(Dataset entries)
'''
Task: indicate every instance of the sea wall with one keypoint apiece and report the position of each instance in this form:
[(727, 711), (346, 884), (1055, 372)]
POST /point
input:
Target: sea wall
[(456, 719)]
'''
What you need to do
Starting at the line that contains "[(727, 711), (346, 884), (1055, 372)]", copy each line through the last one in the records, exactly, and output nothing else.

Solution
[(727, 711), (346, 884), (1055, 372)]
POST /point
input:
Target: sea wall
[(456, 719)]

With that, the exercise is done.